Reynolds was born in Plympton, Devonshire, on July 16, 1723,
the son of a cleric. He learned portraiture from a painter in
London and in 1749 sailed to the Mediterranean with Commodore
Augustus Keppel. After three years traveling in Italy he returned
to London, where he soon attracted notice by his portraits of
prominent persons. He came to be the first English painter to
achieve social recognition for his artistic achievements.
In 1764 Reynolds founded the Literary Club, which included essayist
and critic Samuel Johnson, actor David Garrick, statesman Edmund
Burke, writer Oliver Goldsmith, writer James Boswell, and dramatist
Richard Brinsley Sheridan. When the Royal Academy of Arts was
instituted in 1768, Reynolds was elected president and was knighted.
In 1769 he delivered the first of his annual Discourses (pub.
1778) to the students of the academy in which he set forth the
idealistic, moralizing principles of academic art. In 1784 he
succeeded Allan Ramsay as painter to the king; in the same year
he exhibited his portrait of the English actor Sarah Siddons
as the Tragic Muse (1784, Huntington Art Gallery, San Marino,
California), probably his greatest portrait. Other well-known
paintings are Nelly O'Brien (1760-62, Wallace Collection, London),
Lady Sarah Bunbury (1765, Art Institute of Chicago), Heads of
Angels (1787, Tate Gallery, London), and Age of Innocence (1788,
Tate Gallery).

::::::::::

▶ **Complete the following**
1. In the passage on Reynolds, how did he come to attract notice once he was back in London? Explain in one to three sentences.
2. Carry the passage on Reynolds forward from its final sentence.

::::::::::

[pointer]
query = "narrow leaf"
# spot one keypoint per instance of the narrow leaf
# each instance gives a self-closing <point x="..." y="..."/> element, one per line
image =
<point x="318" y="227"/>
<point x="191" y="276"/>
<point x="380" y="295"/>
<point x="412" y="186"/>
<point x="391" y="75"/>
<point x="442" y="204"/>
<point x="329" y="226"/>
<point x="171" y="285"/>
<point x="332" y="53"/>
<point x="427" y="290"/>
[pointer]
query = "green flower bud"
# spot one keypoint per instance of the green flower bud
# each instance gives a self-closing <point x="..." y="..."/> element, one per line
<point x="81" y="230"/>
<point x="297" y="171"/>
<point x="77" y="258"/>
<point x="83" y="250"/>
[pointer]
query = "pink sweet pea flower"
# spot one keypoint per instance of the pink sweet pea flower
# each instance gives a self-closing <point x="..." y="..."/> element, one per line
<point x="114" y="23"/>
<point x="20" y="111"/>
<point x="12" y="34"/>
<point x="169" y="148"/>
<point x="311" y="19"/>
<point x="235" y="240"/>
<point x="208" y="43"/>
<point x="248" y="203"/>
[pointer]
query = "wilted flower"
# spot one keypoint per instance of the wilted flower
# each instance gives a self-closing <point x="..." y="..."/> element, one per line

::::::::::

▶ **Answers to each task**
1. After three years of traveling in Italy, Reynolds returned to London and attracted notice through his portraits of prominent persons.

2.
Reynolds is credited with more than 2000 portraits. Stylistically,
he was influenced by Michelangelo and the Flemish painter Peter
Paul Rubens. Reynolds's portraits were distinguished by calm
dignity, classical allusions, rich color, and realistic portrayal
of character. Unfortunately, his use of bitumen (or asphalt)
and experimental pigments made some of his colors fade prematurely.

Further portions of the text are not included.